In full and without alteration, print the entries.

------------------------------------

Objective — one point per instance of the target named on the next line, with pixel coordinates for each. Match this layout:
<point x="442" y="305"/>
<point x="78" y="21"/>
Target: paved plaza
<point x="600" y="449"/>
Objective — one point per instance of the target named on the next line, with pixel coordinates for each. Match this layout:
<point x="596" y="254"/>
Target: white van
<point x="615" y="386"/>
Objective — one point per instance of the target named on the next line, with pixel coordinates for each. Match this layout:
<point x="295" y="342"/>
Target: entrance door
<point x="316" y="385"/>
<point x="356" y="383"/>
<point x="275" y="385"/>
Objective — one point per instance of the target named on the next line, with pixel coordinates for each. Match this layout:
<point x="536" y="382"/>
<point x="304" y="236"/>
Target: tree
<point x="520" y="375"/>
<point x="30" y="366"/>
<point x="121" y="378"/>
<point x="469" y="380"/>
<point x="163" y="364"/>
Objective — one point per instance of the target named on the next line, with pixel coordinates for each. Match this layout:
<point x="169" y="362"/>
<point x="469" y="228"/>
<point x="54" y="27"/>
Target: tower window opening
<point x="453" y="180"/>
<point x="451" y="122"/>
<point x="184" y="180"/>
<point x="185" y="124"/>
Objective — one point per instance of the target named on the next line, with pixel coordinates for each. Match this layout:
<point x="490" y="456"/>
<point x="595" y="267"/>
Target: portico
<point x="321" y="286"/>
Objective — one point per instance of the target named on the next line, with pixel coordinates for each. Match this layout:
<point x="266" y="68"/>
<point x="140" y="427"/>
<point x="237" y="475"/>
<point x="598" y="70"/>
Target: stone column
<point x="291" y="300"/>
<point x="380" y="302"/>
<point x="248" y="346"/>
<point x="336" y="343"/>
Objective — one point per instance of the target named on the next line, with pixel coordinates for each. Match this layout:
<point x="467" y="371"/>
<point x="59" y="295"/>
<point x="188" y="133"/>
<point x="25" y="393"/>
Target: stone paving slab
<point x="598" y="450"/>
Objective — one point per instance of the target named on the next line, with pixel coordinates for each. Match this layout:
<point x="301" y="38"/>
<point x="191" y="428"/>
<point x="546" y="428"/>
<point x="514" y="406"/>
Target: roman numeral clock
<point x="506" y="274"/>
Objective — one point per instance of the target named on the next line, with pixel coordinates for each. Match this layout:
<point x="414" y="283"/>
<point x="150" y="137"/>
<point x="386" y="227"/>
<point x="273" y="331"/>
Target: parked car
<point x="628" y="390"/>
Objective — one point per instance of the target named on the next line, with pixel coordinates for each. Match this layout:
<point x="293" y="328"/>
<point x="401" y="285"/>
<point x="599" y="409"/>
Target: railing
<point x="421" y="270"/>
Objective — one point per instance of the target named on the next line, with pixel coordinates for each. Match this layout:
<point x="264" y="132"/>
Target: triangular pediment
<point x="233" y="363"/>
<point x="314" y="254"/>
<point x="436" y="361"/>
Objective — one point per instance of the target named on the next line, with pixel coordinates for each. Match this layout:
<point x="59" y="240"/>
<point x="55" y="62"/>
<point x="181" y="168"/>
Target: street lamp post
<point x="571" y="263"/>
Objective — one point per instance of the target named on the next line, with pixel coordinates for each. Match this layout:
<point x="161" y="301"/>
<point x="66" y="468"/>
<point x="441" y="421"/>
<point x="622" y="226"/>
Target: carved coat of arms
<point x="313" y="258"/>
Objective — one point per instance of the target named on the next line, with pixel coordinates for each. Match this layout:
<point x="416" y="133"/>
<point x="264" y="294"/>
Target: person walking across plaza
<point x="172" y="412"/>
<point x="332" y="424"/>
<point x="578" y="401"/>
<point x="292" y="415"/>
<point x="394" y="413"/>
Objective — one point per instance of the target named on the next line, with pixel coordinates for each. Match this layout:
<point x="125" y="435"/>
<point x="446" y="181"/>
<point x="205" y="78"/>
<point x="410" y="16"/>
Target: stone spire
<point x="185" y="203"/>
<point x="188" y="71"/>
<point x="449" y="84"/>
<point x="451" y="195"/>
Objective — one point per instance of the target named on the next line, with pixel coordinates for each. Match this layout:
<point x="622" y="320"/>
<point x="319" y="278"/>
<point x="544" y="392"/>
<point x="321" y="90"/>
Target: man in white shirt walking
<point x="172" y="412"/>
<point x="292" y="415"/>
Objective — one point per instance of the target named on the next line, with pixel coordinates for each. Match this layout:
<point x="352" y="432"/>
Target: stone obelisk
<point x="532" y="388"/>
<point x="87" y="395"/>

------------------------------------

Expected output:
Objective — one point per instance of the target named on the next line, with pixel coordinates for each. Match this layout:
<point x="442" y="305"/>
<point x="78" y="21"/>
Target: paved plaza
<point x="600" y="449"/>
Objective — one point per instance of the target named on the next line, with pixel coordinates for each. Match this layout:
<point x="596" y="254"/>
Target: white van
<point x="615" y="386"/>
Objective — one point per instance of the target named on the next line, with pixel coordinates for each. Match this layout:
<point x="295" y="342"/>
Target: entrance door
<point x="316" y="385"/>
<point x="356" y="383"/>
<point x="275" y="385"/>
Objective — one point per instance of the target named on the next line, with pixel coordinates for each. Match this layout:
<point x="536" y="382"/>
<point x="304" y="236"/>
Target: tree
<point x="520" y="375"/>
<point x="30" y="366"/>
<point x="121" y="378"/>
<point x="469" y="380"/>
<point x="163" y="364"/>
Objective — one point per instance of the target named on the next line, with pixel coordinates for each. Match this layout:
<point x="169" y="362"/>
<point x="469" y="228"/>
<point x="54" y="27"/>
Target: tower window opening
<point x="453" y="180"/>
<point x="451" y="122"/>
<point x="184" y="180"/>
<point x="185" y="124"/>
Objective — one point per instance of the target named on the next line, with pixel coordinates for each. Match this layout:
<point x="490" y="456"/>
<point x="595" y="267"/>
Target: portico
<point x="321" y="286"/>
Objective — one point per instance of the target named on the next line, with pixel coordinates for each. Match this layout:
<point x="266" y="68"/>
<point x="140" y="427"/>
<point x="237" y="475"/>
<point x="598" y="70"/>
Target: stone column
<point x="291" y="300"/>
<point x="380" y="302"/>
<point x="248" y="346"/>
<point x="336" y="343"/>
Objective — one point per instance of the target named on the next line, with pixel coordinates for each. Match this layout:
<point x="467" y="371"/>
<point x="59" y="295"/>
<point x="188" y="133"/>
<point x="25" y="393"/>
Target: stone paving slab
<point x="598" y="450"/>
Objective — one point per instance of the target named on the next line, with pixel coordinates for each. Match this layout:
<point x="301" y="38"/>
<point x="191" y="428"/>
<point x="546" y="428"/>
<point x="514" y="406"/>
Target: roman numeral clock
<point x="506" y="274"/>
Objective — one point per instance of the target named on the next line, with pixel coordinates for each. Match this layout:
<point x="414" y="283"/>
<point x="150" y="137"/>
<point x="386" y="227"/>
<point x="273" y="331"/>
Target: parked car
<point x="628" y="390"/>
Objective — one point per instance of the target named on the next line, with pixel coordinates for each. Match this layout:
<point x="293" y="328"/>
<point x="401" y="285"/>
<point x="599" y="409"/>
Target: railing
<point x="421" y="270"/>
Objective — one point per instance of the target named on the next line, with pixel coordinates for each. Match this layout:
<point x="264" y="132"/>
Target: triangular pediment
<point x="233" y="363"/>
<point x="314" y="254"/>
<point x="436" y="361"/>
Objective — one point per instance of the target named on the next line, with pixel coordinates for each. Match this layout:
<point x="59" y="240"/>
<point x="55" y="62"/>
<point x="181" y="168"/>
Target: street lamp post
<point x="571" y="263"/>
Objective — one point per instance of the target named on the next line, with pixel coordinates for each. Match this layout:
<point x="161" y="301"/>
<point x="66" y="468"/>
<point x="441" y="421"/>
<point x="622" y="226"/>
Target: carved coat of arms
<point x="313" y="258"/>
Objective — one point per instance of the target named on the next line, with pixel coordinates for each. Match this layout:
<point x="416" y="133"/>
<point x="264" y="294"/>
Target: person walking across plaza
<point x="172" y="412"/>
<point x="332" y="424"/>
<point x="578" y="401"/>
<point x="292" y="415"/>
<point x="394" y="413"/>
Objective — one point per instance of the target named on the next line, with pixel coordinates for each. Match this layout:
<point x="125" y="435"/>
<point x="446" y="181"/>
<point x="205" y="78"/>
<point x="410" y="16"/>
Target: stone spire
<point x="185" y="203"/>
<point x="188" y="71"/>
<point x="449" y="84"/>
<point x="451" y="195"/>
Objective — one point per instance of the target named on the next line, with pixel coordinates for each. Match this layout:
<point x="622" y="320"/>
<point x="319" y="278"/>
<point x="544" y="392"/>
<point x="321" y="90"/>
Target: man in white shirt walking
<point x="172" y="412"/>
<point x="292" y="415"/>
Objective — one point per instance of the target named on the next line, with pixel coordinates for each. Match this layout:
<point x="352" y="432"/>
Target: stone obelisk
<point x="532" y="388"/>
<point x="87" y="395"/>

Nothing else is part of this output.